## Provided entries
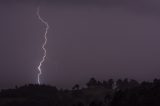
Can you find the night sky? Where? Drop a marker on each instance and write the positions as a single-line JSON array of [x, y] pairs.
[[87, 38]]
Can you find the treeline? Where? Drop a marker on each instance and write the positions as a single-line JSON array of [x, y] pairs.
[[122, 92]]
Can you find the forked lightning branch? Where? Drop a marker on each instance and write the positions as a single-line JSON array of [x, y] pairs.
[[43, 45]]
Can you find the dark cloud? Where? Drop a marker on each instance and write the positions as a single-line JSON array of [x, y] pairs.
[[136, 6]]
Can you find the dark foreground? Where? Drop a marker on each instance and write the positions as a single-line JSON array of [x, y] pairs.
[[97, 93]]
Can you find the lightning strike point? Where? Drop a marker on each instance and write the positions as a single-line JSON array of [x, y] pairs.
[[43, 46]]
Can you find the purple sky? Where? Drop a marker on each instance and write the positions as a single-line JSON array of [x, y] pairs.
[[87, 38]]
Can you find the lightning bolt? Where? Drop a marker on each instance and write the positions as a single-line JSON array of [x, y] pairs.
[[43, 46]]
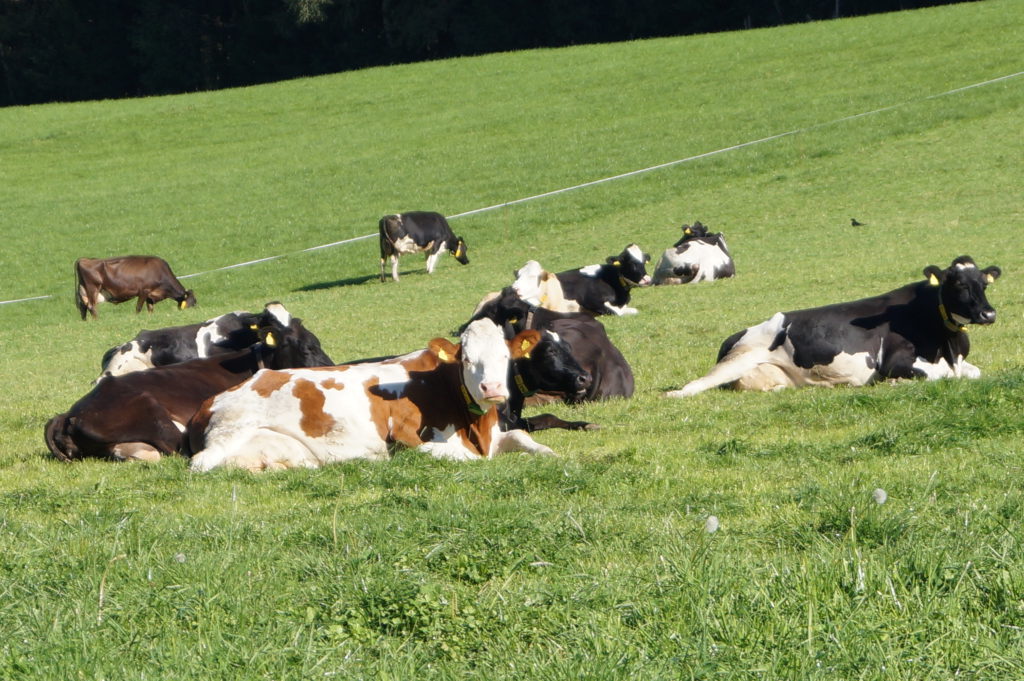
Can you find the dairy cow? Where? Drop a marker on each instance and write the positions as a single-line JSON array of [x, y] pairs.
[[698, 256], [141, 415], [586, 337], [604, 289], [160, 347], [418, 231], [116, 280], [440, 400], [916, 331]]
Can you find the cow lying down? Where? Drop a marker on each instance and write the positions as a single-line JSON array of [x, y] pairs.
[[141, 415], [918, 331], [160, 347], [440, 400], [698, 256]]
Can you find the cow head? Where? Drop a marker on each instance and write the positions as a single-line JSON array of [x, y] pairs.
[[291, 345], [527, 282], [550, 367], [483, 354], [186, 300], [962, 292], [631, 265], [459, 251]]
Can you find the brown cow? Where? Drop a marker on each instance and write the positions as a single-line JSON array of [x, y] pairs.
[[141, 415], [117, 280]]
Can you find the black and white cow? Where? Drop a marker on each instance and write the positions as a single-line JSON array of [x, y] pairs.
[[587, 338], [160, 347], [418, 231], [918, 331], [605, 289], [698, 256]]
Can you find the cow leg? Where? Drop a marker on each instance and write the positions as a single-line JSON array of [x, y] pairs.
[[519, 440], [135, 452], [546, 421]]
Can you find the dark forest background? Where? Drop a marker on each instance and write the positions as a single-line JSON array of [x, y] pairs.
[[65, 50]]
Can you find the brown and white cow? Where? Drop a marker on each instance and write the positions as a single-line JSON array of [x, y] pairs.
[[116, 280], [142, 415], [440, 400]]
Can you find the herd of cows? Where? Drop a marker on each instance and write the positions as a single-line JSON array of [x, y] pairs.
[[255, 390]]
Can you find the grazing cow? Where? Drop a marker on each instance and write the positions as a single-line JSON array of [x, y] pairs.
[[418, 231], [918, 331], [440, 400], [160, 347], [116, 280], [698, 256], [605, 289], [142, 415], [589, 342]]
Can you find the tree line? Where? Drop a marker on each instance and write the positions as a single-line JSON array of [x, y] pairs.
[[66, 50]]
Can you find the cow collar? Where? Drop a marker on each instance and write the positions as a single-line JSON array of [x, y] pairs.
[[948, 322]]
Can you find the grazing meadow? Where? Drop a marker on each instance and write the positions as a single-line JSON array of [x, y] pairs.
[[821, 534]]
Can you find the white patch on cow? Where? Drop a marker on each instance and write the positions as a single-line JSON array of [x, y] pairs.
[[278, 311], [484, 363], [128, 360], [406, 246], [701, 259], [634, 252], [625, 309], [751, 366], [432, 258], [209, 335]]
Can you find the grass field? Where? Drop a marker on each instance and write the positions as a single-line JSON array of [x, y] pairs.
[[597, 564]]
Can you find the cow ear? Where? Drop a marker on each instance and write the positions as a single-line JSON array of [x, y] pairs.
[[445, 350], [523, 343]]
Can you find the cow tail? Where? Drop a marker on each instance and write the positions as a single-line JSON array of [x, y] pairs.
[[82, 309], [57, 440]]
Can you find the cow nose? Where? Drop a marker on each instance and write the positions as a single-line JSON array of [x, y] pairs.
[[494, 391]]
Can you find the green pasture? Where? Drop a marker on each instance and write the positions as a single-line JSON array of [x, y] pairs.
[[599, 563]]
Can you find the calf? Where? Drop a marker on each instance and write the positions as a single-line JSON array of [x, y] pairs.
[[440, 400], [605, 289], [918, 331], [142, 415], [589, 342], [698, 256], [418, 231], [116, 280], [160, 347]]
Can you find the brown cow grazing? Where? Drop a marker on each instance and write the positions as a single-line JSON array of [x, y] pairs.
[[117, 280], [141, 415]]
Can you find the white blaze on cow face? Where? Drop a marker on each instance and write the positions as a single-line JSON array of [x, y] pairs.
[[484, 363], [527, 282]]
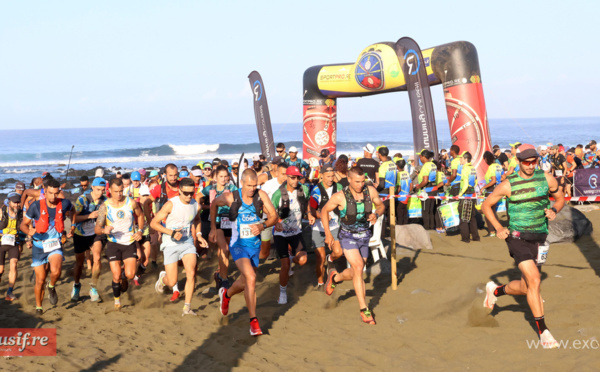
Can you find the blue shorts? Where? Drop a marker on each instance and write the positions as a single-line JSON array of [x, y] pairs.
[[356, 240], [39, 257], [238, 252]]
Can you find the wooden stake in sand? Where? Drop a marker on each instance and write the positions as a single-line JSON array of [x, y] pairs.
[[393, 238]]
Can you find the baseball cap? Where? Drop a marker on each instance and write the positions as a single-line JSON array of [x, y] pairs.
[[369, 148], [526, 151], [14, 197], [98, 181], [144, 190], [293, 171]]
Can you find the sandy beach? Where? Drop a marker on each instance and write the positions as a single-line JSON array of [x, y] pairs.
[[433, 321]]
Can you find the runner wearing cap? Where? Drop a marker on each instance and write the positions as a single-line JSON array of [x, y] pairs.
[[528, 211], [220, 225], [291, 202], [368, 164], [513, 165], [294, 160], [116, 219], [355, 206], [10, 241], [178, 236], [246, 208], [84, 236], [270, 187], [49, 215], [319, 196]]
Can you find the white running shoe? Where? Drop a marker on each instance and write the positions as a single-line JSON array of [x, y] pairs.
[[282, 300], [548, 342], [490, 299], [160, 286]]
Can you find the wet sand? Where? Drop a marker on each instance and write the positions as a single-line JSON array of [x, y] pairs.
[[433, 321]]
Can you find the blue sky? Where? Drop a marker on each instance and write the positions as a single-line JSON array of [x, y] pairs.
[[148, 63]]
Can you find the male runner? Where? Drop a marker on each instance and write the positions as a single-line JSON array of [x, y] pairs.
[[355, 205], [319, 196], [178, 237], [246, 207], [116, 220], [49, 215], [291, 202], [220, 227], [528, 211], [84, 238], [10, 243]]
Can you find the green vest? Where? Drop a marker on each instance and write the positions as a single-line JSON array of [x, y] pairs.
[[528, 199]]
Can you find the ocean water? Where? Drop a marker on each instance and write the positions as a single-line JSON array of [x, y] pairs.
[[27, 153]]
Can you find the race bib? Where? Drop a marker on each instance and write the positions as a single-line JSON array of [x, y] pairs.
[[245, 231], [51, 245], [225, 223], [8, 239]]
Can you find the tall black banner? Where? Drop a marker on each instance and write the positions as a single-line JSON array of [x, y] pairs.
[[261, 114], [417, 85]]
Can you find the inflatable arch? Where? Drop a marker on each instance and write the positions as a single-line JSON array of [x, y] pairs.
[[378, 69]]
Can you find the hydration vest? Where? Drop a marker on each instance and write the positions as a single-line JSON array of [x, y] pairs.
[[42, 225], [350, 218], [237, 204], [284, 210]]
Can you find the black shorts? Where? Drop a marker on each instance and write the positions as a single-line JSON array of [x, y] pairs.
[[522, 250], [282, 243], [83, 243], [12, 250], [119, 252]]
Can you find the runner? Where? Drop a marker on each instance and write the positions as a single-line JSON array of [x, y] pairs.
[[355, 205], [319, 196], [291, 202], [49, 215], [246, 207], [528, 210], [220, 225], [84, 235], [178, 237], [10, 243], [116, 219]]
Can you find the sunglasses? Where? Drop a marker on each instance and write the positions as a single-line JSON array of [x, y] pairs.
[[529, 163]]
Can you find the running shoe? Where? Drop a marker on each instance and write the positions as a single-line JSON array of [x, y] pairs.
[[224, 306], [548, 342], [94, 296], [160, 286], [282, 300], [367, 317], [52, 295], [330, 285], [255, 328], [490, 299], [75, 293], [188, 311]]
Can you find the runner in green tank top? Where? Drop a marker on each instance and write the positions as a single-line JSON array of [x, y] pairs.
[[529, 211]]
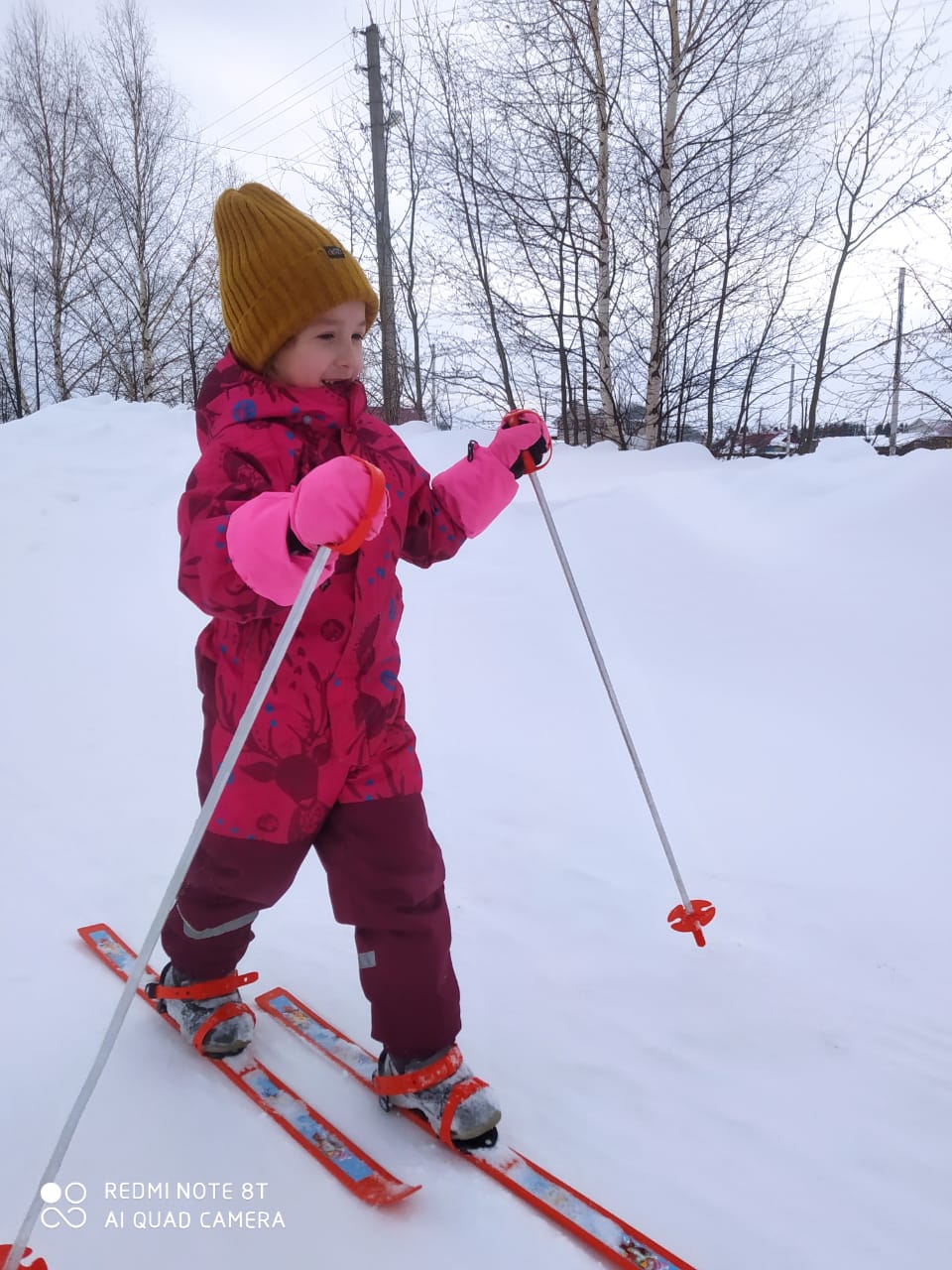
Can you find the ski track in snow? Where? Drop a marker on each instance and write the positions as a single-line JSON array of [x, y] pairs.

## Required action
All lines from the line containing "Can you find the runner in" through the end of the listing above are to be given again exactly; pictures are not part of the copy.

## Result of the task
Can you find the runner in green tank top? Where? Drop a marker on each instance and write the positions as a single-line JSON array of [x, y] pairs.
[[529, 211]]
Can you find the ski track in snow? Where? Drop a marker on each instance and write the positions as a single-line JSON array of [x, y] pairs.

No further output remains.